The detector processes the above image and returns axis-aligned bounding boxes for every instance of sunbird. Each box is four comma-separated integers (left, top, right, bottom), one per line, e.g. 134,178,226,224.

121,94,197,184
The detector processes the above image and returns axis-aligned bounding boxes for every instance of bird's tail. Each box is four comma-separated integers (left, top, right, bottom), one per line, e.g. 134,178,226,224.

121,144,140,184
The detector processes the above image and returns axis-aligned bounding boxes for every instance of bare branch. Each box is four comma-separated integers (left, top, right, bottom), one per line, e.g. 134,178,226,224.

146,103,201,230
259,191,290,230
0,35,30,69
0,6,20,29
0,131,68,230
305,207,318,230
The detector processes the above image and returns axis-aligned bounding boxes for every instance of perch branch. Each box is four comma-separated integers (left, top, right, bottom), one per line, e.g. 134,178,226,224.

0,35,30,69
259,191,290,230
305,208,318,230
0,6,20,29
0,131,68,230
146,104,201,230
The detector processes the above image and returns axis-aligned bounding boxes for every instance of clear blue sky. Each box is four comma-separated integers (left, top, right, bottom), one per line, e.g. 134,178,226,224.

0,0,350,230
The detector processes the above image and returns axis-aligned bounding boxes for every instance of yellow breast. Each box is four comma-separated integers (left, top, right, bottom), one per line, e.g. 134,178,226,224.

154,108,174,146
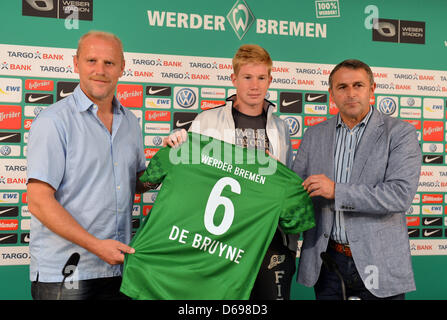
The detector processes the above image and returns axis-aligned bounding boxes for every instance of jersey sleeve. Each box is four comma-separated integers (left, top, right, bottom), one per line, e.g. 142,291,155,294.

279,174,315,233
140,147,171,184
————————
**WRITTEN EXERCISE**
Transcribe the records word for word, from their first line through the line containing "121,144,140,184", with both ends included.

**REPLY TO THE TASK**
The detector processes the above image and returns axis-aligned bounding boxes for every instance of sunbird. Each box is four comma-separated integers (left, top, right, bottom), one per line, e.g. 134,178,226,224.

121,94,197,184
The detector processes the above image and returns axis-aligned bounding boxes for every instance of bird's tail. Each box is four comma-separated integers (left, top, right, bottom), one per line, e.g. 134,178,226,224.

121,144,140,184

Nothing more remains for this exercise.